>> Begin SOURCE DOCUMENT
Relatedly, the Ministry of Food and Agriculture (MoFA) has intimated that China’s entry into the production and export of cocoa beans must not in any way hurt Ghana’s industry.

The two entities were sharing their thoughts on the potential impact of China’s export of cocoa beans to the global market.

China exports

The Chinese Academy of Tropical Agricultural Sciences (CATAS) recently reported that South China’s island province of Hainan had exported cocoa beans to Belgium for the first time.

The China Daily newspaper quoted Hao Zhaoyun, a researcher with CATAS. as saying: “The first batch of 500kg of cocoa beans, worth $3,600, was produced in Xinglong, a township of Hainan with a tropical climate.”

Apprehension

Although China currently does not appear in the 45 top cocoa-producing countries in the world, many experts have opined that its full entry into the cocoa export space is a potential threat to the fortunes of the two biggest cocoa-producing countries, Cote d’Ivoire and Ghana.

Their apprehension is bolstered by the application of technology in cocoa production in China.

Put together, Ghana and Cote d’Ivoire produce about 60 per cent of the world’s cocoa beans.

In the 2020 cocoa season, 4.8 million metric tonnes of cocoa was produced worldwide, with Côte d’Ivoire, the world’s biggest producer, accounting for 2,034,000 tonnes, while Ghana, the second-biggest producer, did 883,652, with Indonesia, the third-largest producer, making 659,776 tonnes.

COCOBOD perspective

Although COCOBOD expressed concern about the development, it nevertheless said it was too early for the country to panic.

“We are concerned, but it is too early for anyone to start panicking because if you look at the quantity of cocoa that has been exported by China, it is quite small and less than one tonne.

“We are concerned due to the fact that if production is increasing at a time when consumption in the world is not increasing, then obviously it will have an effect on the price,” the Senior Public Relations Officer (PRO) of COCOBOD, Mr Fiifi Boafo, told the Daily Graphic in an interview on the sidelines of a meeting between COCOBOD and some local cocoa processing companies in the country in Accra yesterday.

Use of technology

Mr Boafo said it was necessary to assess what exactly China was doing in order to determine whether it was a major threat or not.
>> End SOURCE DOCUMENT
- WHAT IS NEEDED
Reproduce the part of the cocoa article between "China exports" and "production in China.", inclusive, word for word.
>> Begin ENTRIES PROVIDED
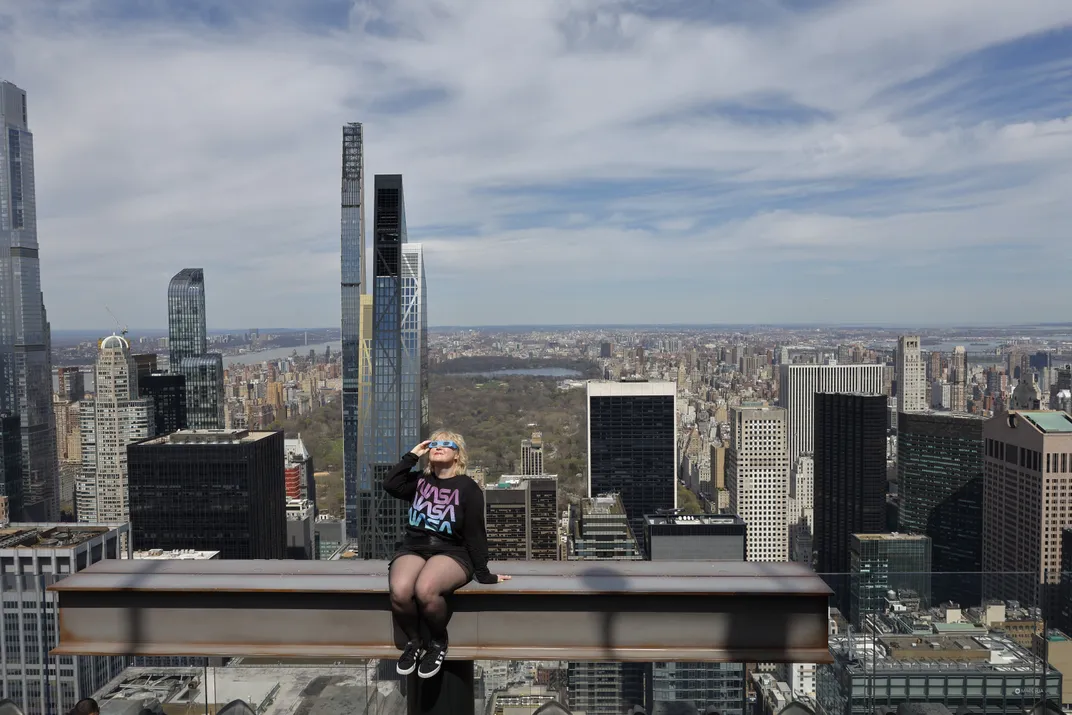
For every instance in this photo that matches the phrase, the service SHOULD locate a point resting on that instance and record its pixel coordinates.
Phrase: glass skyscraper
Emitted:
(26, 371)
(188, 345)
(633, 446)
(940, 475)
(398, 414)
(353, 273)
>> End ENTRIES PROVIDED
- EXPECTED OUTPUT
China exports

The Chinese Academy of Tropical Agricultural Sciences (CATAS) recently reported that South China’s island province of Hainan had exported cocoa beans to Belgium for the first time.

The China Daily newspaper quoted Hao Zhaoyun, a researcher with CATAS. as saying: “The first batch of 500kg of cocoa beans, worth $3,600, was produced in Xinglong, a township of Hainan with a tropical climate.”

Apprehension

Although China currently does not appear in the 45 top cocoa-producing countries in the world, many experts have opined that its full entry into the cocoa export space is a potential threat to the fortunes of the two biggest cocoa-producing countries, Cote d’Ivoire and Ghana.

Their apprehension is bolstered by the application of technology in cocoa production in China.